» Page extract
START

Gen. Lee communicates to the department to-day his views of the
Montgomery letter to Gen. Forrest, a copy of which was sent him by Governor
Vance. He terms it “diabolical.” It seems to have been an official letter,
superscribed by “C. Marshall, Major and A. A. G.” Gen. Lee suggests that it be
not published, but that copies be sent to all our generals.
Hon. R. M. T. Hunter urges the Secretary, in a lengthy
letter, to send a cavalry brigade into Essex and the adjacent counties, to
protect the inhabitants from the incursions of the “Yankees.” He says a government
agent has established a commissary department within six miles of his house,
and it will be sure to be destroyed if no force be sent there adequate to its
defense. He says, moreover, if our troops are to operate only in the great
armies facing the enemy, a few hostile regiments of horse may easily devastate
the country without molestation.

END

Recorded data
START

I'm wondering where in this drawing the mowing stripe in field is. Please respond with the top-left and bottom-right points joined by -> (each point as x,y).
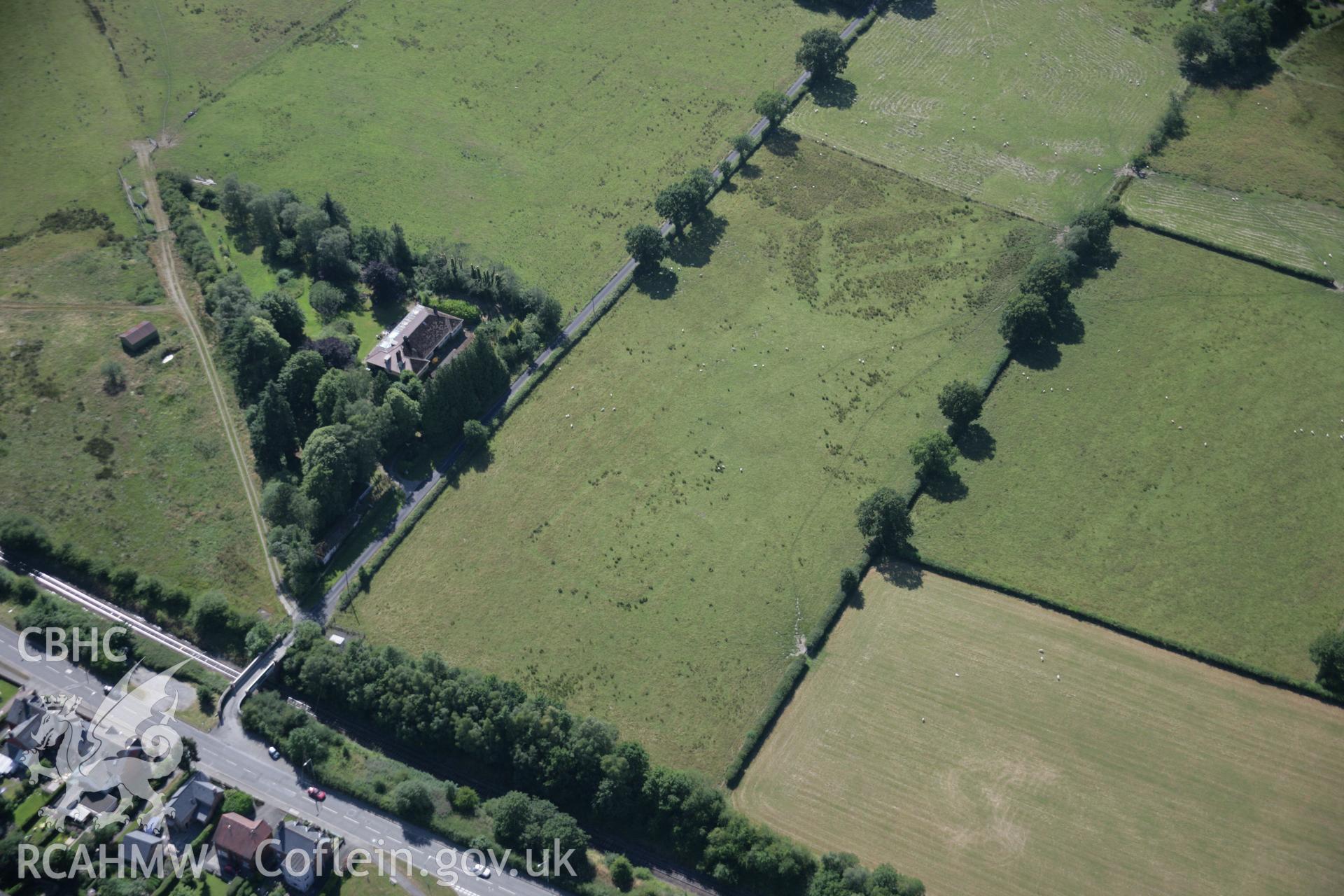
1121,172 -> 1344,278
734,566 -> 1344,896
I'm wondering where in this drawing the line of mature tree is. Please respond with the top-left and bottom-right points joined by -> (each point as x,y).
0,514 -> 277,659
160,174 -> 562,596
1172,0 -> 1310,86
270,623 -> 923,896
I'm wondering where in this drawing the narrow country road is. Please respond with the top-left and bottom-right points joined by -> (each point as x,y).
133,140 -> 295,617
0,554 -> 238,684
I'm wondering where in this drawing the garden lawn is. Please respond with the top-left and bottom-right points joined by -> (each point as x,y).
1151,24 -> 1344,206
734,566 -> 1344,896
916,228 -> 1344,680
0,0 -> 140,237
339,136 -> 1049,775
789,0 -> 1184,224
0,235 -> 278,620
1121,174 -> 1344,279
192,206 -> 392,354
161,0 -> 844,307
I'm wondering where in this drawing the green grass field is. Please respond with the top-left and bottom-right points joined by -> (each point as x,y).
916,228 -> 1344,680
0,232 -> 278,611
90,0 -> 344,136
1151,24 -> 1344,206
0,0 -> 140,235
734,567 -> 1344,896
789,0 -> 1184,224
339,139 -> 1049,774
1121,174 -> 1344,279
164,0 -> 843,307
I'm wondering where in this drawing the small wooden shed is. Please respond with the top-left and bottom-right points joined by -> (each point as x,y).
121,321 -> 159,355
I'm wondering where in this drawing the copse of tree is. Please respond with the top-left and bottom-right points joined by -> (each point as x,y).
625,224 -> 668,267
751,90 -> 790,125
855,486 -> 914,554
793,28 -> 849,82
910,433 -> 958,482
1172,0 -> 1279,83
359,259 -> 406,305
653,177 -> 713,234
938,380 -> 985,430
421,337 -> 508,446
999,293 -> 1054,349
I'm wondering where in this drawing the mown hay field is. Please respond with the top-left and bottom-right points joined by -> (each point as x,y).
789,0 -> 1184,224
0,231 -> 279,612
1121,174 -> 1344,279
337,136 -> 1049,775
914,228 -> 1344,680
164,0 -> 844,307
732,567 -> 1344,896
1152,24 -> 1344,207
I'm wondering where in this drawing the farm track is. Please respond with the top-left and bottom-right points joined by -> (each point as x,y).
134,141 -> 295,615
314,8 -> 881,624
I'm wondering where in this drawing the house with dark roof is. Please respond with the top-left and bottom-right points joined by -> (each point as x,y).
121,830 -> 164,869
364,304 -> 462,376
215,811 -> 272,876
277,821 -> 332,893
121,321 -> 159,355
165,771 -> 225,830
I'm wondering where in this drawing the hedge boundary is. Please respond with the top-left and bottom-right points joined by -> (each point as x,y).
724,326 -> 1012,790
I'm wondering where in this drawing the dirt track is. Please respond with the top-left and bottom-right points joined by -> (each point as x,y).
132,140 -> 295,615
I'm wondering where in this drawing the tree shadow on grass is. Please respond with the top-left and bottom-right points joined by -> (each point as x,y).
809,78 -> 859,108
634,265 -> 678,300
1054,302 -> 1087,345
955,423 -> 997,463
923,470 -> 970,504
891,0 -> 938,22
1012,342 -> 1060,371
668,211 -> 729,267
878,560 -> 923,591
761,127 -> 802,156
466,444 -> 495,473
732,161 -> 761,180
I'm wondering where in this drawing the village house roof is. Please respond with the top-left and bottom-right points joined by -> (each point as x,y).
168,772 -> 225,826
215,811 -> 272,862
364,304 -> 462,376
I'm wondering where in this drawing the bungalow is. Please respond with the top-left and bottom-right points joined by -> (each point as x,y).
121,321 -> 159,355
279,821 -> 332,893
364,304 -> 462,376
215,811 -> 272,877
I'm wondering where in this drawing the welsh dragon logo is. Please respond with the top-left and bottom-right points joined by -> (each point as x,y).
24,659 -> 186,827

END
START

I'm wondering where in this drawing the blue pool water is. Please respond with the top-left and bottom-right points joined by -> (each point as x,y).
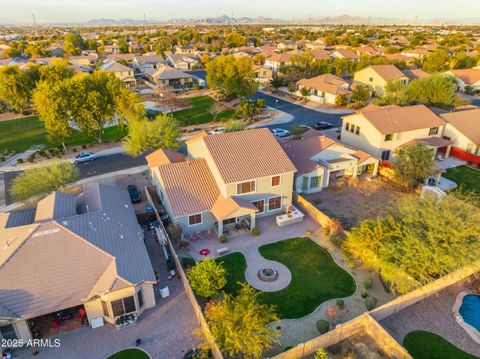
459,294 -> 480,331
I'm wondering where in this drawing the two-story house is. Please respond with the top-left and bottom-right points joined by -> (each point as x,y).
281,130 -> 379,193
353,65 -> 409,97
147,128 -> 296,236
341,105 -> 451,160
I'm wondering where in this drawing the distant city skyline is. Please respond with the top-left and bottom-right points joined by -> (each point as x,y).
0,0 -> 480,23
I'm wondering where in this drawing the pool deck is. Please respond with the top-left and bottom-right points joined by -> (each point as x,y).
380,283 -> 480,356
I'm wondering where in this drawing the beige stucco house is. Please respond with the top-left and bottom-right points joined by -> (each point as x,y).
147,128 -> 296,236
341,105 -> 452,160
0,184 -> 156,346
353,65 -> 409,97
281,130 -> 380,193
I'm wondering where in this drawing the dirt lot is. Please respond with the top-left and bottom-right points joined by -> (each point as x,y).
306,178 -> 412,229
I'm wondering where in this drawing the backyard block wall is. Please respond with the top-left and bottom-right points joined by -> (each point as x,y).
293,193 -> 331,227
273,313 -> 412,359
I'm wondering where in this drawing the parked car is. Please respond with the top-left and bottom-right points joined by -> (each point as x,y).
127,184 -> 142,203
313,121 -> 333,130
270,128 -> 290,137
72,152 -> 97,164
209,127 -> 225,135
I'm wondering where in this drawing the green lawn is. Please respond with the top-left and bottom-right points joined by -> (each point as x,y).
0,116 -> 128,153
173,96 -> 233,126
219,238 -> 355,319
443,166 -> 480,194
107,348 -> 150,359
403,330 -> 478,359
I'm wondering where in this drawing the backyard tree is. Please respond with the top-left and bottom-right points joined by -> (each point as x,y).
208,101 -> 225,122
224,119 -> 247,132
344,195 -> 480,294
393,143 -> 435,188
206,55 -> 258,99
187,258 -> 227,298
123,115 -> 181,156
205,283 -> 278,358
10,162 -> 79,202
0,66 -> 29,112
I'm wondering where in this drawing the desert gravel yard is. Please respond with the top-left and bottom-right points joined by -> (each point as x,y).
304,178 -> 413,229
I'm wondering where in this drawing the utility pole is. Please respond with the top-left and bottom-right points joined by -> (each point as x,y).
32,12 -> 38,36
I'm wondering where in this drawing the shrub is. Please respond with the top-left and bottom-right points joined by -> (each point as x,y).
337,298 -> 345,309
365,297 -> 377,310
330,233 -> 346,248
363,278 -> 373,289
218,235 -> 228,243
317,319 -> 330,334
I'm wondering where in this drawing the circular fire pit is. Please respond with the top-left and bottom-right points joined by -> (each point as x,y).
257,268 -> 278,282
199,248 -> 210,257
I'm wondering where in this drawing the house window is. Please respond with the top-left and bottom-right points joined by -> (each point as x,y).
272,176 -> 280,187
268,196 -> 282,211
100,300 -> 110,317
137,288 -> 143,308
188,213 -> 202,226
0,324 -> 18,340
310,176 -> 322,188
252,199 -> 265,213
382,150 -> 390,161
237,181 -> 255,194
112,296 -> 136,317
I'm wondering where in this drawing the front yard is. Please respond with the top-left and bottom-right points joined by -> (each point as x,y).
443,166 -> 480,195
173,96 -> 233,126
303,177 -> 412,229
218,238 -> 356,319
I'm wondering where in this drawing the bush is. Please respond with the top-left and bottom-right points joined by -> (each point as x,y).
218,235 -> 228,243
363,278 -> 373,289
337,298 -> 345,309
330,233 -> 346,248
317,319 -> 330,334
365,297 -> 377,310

END

» Short problem
In the page extract, what term does Gen. Lee use for the Montgomery letter to Gen. Forrest?

» Answer below
He calls it "diabolical."